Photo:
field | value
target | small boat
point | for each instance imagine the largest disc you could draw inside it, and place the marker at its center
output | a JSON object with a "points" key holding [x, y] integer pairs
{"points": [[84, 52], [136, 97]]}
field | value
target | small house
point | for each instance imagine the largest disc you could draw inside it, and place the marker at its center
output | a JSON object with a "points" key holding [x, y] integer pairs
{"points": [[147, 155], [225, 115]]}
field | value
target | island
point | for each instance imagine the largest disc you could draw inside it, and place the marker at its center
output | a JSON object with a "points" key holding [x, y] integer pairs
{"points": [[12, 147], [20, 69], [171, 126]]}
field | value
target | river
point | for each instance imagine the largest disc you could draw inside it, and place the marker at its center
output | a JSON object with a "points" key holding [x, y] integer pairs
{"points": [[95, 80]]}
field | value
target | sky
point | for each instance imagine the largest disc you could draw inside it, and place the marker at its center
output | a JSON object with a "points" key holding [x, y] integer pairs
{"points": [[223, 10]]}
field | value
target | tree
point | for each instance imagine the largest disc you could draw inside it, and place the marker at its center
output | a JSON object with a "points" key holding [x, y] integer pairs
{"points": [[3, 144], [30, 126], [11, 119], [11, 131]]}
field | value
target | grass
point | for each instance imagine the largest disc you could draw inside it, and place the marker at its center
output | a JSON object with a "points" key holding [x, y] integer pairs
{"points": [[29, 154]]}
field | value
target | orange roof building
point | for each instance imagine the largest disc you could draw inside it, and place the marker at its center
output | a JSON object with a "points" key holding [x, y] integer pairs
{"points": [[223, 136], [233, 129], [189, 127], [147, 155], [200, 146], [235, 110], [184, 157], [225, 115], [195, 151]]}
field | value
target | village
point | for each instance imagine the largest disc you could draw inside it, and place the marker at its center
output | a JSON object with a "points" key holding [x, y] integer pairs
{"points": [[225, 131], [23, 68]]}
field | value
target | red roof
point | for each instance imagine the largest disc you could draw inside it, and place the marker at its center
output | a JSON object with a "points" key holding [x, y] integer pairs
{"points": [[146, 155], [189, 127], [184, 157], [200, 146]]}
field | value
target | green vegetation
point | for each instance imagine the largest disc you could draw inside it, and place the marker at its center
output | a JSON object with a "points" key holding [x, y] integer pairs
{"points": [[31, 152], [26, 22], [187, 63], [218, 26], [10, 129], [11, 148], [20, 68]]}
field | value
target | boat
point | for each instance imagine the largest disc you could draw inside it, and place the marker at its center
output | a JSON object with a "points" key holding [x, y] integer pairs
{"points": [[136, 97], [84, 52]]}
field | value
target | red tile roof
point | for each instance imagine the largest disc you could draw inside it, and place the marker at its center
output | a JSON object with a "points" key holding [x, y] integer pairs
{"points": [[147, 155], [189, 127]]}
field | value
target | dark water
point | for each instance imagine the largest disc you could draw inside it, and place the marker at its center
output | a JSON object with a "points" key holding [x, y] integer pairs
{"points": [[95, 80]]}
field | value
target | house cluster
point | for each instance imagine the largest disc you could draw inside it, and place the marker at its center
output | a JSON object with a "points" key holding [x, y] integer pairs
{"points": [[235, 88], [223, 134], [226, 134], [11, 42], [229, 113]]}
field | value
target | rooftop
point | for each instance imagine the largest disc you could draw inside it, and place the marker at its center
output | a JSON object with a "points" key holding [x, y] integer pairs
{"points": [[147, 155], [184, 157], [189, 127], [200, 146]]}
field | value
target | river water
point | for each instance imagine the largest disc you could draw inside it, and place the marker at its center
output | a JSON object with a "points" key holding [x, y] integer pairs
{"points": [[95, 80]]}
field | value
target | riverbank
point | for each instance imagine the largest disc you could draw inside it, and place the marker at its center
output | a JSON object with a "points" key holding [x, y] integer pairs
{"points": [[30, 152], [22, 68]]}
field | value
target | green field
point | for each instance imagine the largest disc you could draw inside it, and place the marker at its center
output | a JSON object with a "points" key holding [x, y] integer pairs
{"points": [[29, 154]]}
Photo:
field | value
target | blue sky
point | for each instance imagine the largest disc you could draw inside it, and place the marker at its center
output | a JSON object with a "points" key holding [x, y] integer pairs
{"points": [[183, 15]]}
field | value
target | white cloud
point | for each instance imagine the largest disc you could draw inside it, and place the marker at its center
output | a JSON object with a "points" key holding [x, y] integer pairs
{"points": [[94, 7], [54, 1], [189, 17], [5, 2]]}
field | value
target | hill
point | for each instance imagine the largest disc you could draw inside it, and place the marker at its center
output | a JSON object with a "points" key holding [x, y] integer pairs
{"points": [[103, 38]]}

==

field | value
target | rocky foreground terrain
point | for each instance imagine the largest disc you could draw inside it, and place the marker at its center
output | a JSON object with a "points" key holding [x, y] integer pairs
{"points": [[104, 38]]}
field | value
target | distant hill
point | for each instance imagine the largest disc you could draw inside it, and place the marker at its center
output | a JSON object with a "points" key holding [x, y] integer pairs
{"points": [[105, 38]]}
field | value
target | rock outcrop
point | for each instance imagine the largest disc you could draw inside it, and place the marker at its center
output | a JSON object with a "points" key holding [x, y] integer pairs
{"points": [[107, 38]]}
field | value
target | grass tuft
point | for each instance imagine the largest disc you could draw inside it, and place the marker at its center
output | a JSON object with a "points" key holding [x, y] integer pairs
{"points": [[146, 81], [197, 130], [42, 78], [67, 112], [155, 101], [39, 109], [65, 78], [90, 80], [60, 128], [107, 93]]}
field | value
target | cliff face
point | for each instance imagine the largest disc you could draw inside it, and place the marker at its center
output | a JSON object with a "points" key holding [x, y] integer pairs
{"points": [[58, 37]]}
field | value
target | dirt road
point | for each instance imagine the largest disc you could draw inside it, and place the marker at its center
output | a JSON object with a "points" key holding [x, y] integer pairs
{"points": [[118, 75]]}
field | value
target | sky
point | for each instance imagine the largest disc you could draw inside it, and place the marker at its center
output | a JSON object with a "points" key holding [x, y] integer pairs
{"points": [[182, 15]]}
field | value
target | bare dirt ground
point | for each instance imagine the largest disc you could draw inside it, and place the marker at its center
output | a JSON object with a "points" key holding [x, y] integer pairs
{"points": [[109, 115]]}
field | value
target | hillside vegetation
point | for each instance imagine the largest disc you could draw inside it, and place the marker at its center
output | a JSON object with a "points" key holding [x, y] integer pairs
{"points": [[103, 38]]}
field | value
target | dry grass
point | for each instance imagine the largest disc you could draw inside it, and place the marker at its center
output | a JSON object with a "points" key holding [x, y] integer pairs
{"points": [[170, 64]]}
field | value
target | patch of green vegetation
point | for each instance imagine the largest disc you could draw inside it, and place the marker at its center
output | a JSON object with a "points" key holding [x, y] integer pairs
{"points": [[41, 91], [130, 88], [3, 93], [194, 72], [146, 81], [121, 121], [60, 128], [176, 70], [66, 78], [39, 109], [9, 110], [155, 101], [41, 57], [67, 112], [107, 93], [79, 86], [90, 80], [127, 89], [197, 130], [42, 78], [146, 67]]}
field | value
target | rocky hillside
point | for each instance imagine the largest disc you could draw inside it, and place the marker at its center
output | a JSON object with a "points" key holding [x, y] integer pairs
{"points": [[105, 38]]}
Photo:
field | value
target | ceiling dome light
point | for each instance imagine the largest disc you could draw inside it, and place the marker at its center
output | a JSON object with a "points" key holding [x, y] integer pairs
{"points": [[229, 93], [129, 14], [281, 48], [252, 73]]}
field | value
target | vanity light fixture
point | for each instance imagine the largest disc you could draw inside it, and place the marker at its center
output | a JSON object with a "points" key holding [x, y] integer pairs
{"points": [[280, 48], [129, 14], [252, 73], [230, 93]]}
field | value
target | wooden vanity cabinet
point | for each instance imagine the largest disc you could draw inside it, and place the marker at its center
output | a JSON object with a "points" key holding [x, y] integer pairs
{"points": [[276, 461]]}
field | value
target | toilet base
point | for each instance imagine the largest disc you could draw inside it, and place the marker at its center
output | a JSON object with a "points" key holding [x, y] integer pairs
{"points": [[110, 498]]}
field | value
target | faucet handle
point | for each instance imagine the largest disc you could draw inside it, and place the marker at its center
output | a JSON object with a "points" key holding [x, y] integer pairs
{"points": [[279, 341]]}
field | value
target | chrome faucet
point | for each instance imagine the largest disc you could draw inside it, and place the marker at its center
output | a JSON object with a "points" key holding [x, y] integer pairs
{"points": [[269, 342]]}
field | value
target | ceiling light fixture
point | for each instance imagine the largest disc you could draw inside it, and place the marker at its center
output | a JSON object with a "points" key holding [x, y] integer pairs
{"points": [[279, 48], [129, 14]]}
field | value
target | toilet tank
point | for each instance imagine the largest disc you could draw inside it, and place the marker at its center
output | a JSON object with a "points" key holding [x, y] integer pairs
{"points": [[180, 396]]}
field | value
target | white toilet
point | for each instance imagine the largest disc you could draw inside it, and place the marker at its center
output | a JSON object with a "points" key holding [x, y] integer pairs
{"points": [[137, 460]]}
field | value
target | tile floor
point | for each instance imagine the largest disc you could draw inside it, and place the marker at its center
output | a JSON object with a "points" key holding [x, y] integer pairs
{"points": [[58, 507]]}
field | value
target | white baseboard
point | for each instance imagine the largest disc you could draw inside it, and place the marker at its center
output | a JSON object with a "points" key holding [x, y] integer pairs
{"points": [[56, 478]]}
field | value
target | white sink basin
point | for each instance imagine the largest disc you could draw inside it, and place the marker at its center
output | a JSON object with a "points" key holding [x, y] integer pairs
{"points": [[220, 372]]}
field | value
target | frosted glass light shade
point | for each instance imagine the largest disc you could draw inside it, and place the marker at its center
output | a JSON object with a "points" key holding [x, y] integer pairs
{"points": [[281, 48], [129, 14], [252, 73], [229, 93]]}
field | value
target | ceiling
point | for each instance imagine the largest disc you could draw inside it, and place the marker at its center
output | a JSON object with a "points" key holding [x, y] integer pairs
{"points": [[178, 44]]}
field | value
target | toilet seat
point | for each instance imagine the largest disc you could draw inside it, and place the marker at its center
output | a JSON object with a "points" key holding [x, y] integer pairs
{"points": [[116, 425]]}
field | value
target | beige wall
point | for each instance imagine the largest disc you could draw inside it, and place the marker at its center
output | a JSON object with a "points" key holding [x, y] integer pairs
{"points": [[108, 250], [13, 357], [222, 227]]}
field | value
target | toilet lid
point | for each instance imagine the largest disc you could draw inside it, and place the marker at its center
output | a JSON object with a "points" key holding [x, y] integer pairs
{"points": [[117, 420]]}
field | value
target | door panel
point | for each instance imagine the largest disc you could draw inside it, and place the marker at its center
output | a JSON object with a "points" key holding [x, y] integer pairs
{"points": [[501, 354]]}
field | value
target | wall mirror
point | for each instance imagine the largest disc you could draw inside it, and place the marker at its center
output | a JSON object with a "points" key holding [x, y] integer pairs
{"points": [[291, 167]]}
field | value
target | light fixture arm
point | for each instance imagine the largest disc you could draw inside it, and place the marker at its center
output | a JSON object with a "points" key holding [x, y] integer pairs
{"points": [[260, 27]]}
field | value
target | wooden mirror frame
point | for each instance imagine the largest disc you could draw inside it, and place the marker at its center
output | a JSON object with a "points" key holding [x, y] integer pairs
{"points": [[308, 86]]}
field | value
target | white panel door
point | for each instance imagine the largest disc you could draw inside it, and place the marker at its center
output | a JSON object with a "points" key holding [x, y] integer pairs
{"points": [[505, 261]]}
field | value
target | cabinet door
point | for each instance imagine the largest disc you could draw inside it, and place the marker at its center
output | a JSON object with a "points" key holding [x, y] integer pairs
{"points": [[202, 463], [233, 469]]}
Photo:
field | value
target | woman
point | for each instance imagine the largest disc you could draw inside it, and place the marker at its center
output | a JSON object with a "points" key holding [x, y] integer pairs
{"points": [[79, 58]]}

> [What you will do]:
Copy, exactly and only, the lines above that begin with the one containing "target | toilet base" and finish with the one containing "target | faucet handle".

> [Answer for this exercise]:
target | toilet base
point | for each instance imagine the largest disc you could draw inside it, and place the marker at its center
output | a JSON object with a "points" key holding [x, y] integer pairs
{"points": [[110, 498]]}
field | value
target | faucet handle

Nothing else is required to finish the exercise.